**THE INPUT:**
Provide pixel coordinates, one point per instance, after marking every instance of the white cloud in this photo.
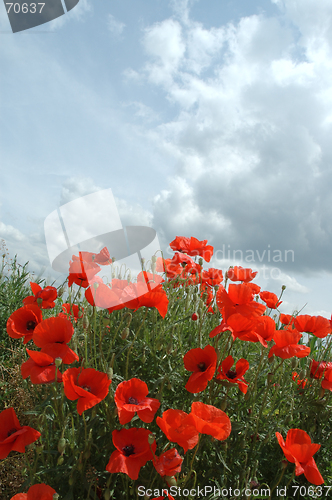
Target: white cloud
(115, 27)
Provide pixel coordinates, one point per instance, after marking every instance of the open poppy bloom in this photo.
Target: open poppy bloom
(270, 299)
(54, 331)
(317, 369)
(131, 397)
(179, 427)
(212, 277)
(327, 381)
(211, 420)
(203, 363)
(234, 376)
(317, 325)
(22, 322)
(299, 449)
(87, 385)
(36, 492)
(192, 246)
(238, 273)
(47, 295)
(168, 463)
(132, 451)
(239, 299)
(81, 272)
(14, 437)
(286, 344)
(255, 329)
(101, 295)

**TASK TO CARRY OUT:** Copy nothing past the line containing "bloom in this photo.": reproduce every line from the start of the records up to it, skipping pictures.

**REPLY:**
Provide pixel coordinates, one point per instance, after marking every instance of the white cloud in this photo.
Target: white cloud
(115, 27)
Provide pixel coordinates, one point per instance, after marking every instance of the open poppy bloom in this photo.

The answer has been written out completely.